Reproduce the lines below verbatim, starting at the line that contains "Tag each instance of the chandelier chain" and ending after the line that contains "x=61, y=119".

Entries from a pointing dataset

※ ※ ※

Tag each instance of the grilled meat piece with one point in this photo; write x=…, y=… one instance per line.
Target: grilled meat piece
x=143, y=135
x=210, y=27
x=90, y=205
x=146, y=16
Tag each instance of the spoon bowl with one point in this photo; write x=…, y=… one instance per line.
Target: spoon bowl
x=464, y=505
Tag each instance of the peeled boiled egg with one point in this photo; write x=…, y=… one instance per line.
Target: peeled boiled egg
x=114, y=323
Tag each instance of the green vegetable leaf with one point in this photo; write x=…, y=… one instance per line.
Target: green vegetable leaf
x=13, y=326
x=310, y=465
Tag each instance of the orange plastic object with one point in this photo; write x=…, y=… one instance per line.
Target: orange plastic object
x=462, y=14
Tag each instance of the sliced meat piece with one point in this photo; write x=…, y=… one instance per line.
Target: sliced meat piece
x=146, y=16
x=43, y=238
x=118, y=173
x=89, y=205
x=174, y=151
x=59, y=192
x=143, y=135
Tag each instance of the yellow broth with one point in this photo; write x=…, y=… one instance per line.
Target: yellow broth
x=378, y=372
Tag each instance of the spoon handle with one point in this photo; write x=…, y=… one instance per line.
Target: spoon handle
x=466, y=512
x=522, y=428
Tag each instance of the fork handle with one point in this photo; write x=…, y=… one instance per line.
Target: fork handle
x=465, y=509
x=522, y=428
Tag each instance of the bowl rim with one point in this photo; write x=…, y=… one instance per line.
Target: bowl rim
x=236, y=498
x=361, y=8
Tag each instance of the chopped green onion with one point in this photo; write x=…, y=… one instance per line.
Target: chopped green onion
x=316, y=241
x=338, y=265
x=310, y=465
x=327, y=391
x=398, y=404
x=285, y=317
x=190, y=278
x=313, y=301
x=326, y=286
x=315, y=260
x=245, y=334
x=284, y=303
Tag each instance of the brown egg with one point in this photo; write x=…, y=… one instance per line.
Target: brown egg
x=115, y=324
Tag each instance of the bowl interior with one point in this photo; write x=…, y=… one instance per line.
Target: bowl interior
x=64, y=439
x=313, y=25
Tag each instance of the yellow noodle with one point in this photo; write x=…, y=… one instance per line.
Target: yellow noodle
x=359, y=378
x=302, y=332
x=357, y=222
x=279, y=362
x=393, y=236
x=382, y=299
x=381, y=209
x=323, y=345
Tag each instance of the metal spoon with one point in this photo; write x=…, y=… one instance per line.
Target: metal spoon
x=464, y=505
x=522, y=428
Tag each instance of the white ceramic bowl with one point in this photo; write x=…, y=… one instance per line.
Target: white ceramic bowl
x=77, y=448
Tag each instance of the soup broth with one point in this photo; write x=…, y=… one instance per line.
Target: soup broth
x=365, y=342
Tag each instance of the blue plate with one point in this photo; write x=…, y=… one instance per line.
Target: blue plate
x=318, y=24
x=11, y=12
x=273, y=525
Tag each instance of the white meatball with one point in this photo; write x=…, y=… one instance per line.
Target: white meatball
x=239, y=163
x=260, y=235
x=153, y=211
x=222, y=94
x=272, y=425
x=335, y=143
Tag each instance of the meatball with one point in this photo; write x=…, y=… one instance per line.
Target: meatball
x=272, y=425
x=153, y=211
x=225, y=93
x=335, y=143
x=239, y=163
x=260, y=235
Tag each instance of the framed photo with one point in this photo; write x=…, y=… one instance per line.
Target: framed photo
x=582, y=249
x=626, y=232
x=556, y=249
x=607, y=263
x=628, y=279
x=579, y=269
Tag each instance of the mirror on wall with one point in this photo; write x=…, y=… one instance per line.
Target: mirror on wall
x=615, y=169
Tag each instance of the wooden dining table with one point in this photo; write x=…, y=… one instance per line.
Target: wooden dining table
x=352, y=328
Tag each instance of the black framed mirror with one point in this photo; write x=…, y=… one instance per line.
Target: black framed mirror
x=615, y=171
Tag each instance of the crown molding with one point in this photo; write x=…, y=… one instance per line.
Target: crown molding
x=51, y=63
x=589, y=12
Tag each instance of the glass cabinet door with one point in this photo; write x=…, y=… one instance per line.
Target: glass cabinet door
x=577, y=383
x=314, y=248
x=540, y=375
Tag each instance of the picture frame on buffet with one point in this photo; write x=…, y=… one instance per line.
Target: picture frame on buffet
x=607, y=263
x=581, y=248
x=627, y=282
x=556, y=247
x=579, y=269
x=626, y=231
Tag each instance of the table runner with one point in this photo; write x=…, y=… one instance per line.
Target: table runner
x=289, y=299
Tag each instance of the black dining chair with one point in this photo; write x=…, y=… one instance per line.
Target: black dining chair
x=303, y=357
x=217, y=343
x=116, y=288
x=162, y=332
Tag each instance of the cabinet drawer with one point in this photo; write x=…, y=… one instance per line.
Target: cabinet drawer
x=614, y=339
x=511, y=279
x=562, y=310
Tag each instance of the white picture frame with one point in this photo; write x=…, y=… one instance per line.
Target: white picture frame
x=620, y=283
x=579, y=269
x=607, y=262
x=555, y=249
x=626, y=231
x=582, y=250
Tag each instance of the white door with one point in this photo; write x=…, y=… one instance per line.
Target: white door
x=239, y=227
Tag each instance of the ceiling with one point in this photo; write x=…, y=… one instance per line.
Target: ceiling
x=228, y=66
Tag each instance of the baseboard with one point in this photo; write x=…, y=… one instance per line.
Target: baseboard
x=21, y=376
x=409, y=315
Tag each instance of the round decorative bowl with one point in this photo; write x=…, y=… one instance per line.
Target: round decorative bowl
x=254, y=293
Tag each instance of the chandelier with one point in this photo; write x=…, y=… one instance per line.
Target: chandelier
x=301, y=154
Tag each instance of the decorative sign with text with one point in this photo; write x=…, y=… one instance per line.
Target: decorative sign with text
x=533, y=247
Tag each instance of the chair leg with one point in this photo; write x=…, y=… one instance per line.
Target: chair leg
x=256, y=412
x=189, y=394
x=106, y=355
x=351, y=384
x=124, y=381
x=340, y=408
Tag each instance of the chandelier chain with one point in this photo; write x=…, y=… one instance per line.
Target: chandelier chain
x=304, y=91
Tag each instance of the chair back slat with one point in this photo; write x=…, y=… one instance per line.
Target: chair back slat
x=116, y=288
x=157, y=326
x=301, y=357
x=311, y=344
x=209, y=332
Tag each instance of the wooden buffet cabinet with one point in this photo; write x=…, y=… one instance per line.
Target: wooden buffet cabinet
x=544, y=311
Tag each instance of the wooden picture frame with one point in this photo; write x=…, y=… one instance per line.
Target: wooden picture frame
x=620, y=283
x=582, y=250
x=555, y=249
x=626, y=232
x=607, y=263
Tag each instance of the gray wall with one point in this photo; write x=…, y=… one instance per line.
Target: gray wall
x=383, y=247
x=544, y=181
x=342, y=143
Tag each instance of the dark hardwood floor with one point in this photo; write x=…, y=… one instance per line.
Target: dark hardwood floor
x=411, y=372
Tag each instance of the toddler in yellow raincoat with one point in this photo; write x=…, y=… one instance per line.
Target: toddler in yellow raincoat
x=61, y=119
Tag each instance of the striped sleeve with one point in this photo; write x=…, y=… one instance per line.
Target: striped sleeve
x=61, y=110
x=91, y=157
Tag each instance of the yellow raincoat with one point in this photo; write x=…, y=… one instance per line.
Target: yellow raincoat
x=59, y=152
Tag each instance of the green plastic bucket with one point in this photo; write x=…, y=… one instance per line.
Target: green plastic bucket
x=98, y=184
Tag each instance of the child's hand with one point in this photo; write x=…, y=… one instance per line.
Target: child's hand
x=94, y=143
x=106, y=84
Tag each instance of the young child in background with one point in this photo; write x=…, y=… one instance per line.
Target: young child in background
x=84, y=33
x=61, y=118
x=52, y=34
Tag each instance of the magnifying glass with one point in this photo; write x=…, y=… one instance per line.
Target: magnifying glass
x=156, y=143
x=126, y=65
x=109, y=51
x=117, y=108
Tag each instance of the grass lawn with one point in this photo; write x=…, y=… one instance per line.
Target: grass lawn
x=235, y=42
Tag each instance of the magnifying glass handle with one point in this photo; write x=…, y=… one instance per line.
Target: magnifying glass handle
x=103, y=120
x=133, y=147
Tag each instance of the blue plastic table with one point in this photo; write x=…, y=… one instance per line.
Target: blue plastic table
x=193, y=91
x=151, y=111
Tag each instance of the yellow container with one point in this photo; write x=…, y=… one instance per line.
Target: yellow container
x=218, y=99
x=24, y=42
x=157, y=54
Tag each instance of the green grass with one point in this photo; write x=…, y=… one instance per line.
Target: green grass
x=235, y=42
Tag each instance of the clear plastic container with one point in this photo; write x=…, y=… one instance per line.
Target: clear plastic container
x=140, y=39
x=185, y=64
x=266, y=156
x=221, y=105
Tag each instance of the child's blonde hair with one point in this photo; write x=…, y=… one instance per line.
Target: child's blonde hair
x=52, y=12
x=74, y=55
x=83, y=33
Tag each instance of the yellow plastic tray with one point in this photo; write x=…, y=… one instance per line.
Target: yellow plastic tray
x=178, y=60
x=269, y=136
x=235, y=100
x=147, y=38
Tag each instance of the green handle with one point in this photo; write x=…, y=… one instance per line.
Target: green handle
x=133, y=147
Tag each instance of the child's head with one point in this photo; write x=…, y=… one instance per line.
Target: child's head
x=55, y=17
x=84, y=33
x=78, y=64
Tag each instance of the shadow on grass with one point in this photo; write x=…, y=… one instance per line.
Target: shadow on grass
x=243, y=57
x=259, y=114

※ ※ ※

* Result *
Tag each instance of the chandelier chain with one point in this photo; write x=…, y=… one instance per line.
Target: chandelier chain
x=304, y=91
Tag each instance of the chair back slat with one point in this photo; write x=…, y=… one instance per line.
Target: chair back slat
x=116, y=288
x=157, y=326
x=301, y=357
x=311, y=344
x=209, y=332
Tag each instance of the wooden buffet cabinet with one point in this photo; write x=…, y=… one instance per line.
Target: wooden buffet cabinet
x=544, y=311
Tag each instance of the wooden picture frame with one point in this photo; write x=…, y=… one instance per line.
Target: wooden picture frame
x=620, y=283
x=582, y=250
x=555, y=249
x=626, y=232
x=607, y=263
Tag each instance of the gray wall with one point in this photo; write x=…, y=… one instance per line.
Target: gray wall
x=383, y=247
x=544, y=181
x=342, y=143
Tag each instance of the dark hardwood floor with one point in this photo; write x=…, y=… one instance per line.
Target: dark hardwood floor
x=411, y=372
Tag each instance of the toddler in yellow raincoat with one point in this photo; write x=…, y=… one instance per line.
Target: toddler in yellow raincoat
x=61, y=119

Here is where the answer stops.